Dividing polynomial $f(x)$ by $x-3$ and $x+6$ leaves respective remainders $7$ and $22$. What's the remainder upon dividing by $(x-3)(x+6)$? If I have a polynomial $f(x)$ and is divided by $(x- 3)$ and $(x + 6)$ the respective remainders are $7$ and $22$, what is the remainder when $f(x)$ is divided by $(x-3)(x + 6)$?
I tried it by doing:
$$f(x) =(x-3)(x+6)q(x) + ax+b $$
And, $a$ and $b$ comes out to be $-\dfrac53$ and $12$ respectively.
But I'm not sure how to solve any further.
And kindly explain exactly how it's done
 A: A slick way via $\ {ab\bmod ac = a(b\bmod c)} = $ mod Distributive Law, $ $ is to add $\ f(3) = 7\ $ to   
$\quad f(x)\!-\!f(3)\bmod  (x\!-\!3)(x\!+\!6)\, =\, (x\!-\!3)\Bigg[\dfrac{\overbrace{f(x)\!-\!f(3)}^{\Large\color{#c00}{ 22\ \ -\ \ 7}\ }}{\underbrace{x - 3}_{\large\color{#c00}{\Large  -6\ -\ 3\ }\ \ }}\underbrace{\bmod_{\phantom{1_{1_1{1_{1_{1_1}}}}}}\!\!\!\!\!\!\!\!\!\!\! x\!+\!6}_{\Large\Rightarrow\ \ x\ \equiv\  \color{#c00}{-6}\!}\Bigg]  =\, \color{#c00}{-\dfrac{5}3}(x\!-\!3)  $
A: $f(x)=(x-3)a(x)+7\Rightarrow f(3)=7$
$f(x)=(x+6)b(x)+22\Rightarrow f(-6)=22$
If you can write $f$ is of the form $f(x) =(x-3)(x+6)q(x) + ax+b$. 
Solution is so easy:
$$f(3)=3a+b=7$$
$$f(-6)=-6a+b=22$$
Hence,  $a=-\dfrac53$ and $b=12$
A: Let $$f(x)=Q1(x-3)+7$$ and $$f(x)=Q2(x+6)+22$$ (where Q1 and Q2 are some functions of x, since degree of f can be 2)

**Exercise set**
- A) Rewrite the polynomial remainder thread from "And kindly explain" up to and including "f can be 2)", putting "polynomials" in place of "functions".
- B) In the polynomial remainder thread, what values does the person asking find for a and b?
- C) Condense the paragraph of the polynomial remainder thread that begins "Dividing polynomial" into a single sentence that keeps its main facts.
The data after this point is separate material, apart from the polynomial remainder thread.

**Data section**

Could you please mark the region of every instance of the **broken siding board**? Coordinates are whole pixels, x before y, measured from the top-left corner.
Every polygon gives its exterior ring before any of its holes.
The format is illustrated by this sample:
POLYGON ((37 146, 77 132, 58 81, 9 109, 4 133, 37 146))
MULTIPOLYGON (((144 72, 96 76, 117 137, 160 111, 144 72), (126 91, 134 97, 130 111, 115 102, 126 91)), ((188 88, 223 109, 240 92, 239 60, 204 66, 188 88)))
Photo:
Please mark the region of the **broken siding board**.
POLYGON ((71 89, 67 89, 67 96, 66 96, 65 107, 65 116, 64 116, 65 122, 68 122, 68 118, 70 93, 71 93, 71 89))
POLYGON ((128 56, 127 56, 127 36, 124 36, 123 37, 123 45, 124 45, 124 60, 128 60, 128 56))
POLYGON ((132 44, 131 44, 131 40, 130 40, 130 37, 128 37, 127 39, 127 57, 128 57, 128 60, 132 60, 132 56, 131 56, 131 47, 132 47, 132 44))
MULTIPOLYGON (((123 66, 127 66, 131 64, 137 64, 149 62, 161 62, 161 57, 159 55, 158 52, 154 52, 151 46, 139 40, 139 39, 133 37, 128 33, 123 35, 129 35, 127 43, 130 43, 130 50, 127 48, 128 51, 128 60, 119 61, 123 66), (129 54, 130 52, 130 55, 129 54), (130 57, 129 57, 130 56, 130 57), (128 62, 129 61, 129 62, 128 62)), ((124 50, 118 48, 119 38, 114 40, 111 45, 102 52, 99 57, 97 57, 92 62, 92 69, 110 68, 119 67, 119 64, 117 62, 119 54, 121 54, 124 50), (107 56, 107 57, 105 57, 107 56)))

**Solution set**
- A)
And kindly explain exactly how it's done
 A: A slick way via $\ {ab\bmod ac = a(b\bmod c)} = $ mod Distributive Law, $ $ is to add $\ f(3) = 7\ $ to   
$\quad f(x)\!-\!f(3)\bmod  (x\!-\!3)(x\!+\!6)\, =\, (x\!-\!3)\Bigg[\dfrac{\overbrace{f(x)\!-\!f(3)}^{\Large\color{#c00}{ 22\ \ -\ \ 7}\ }}{\underbrace{x - 3}_{\large\color{#c00}{\Large  -6\ -\ 3\ }\ \ }}\underbrace{\bmod_{\phantom{1_{1_1{1_{1_{1_1}}}}}}\!\!\!\!\!\!\!\!\!\!\! x\!+\!6}_{\Large\Rightarrow\ \ x\ \equiv\  \color{#c00}{-6}\!}\Bigg]  =\, \color{#c00}{-\dfrac{5}3}(x\!-\!3)  $
A: $f(x)=(x-3)a(x)+7\Rightarrow f(3)=7$
$f(x)=(x+6)b(x)+22\Rightarrow f(-6)=22$
If you can write $f$ is of the form $f(x) =(x-3)(x+6)q(x) + ax+b$. 
Solution is so easy:
$$f(3)=3a+b=7$$
$$f(-6)=-6a+b=22$$
Hence,  $a=-\dfrac53$ and $b=12$
A: Let $$f(x)=Q1(x-3)+7$$ and $$f(x)=Q2(x+6)+22$$ (where Q1 and Q2 are some polynomials of x, since degree of f can be 2)

- B) a = -5/3 and b = 12.

- C) A polynomial f(x) leaves remainders 7 and 22 when divided by x − 3 and x + 6 respectively, and the question asks for the remainder when f(x) is divided by (x − 3)(x + 6).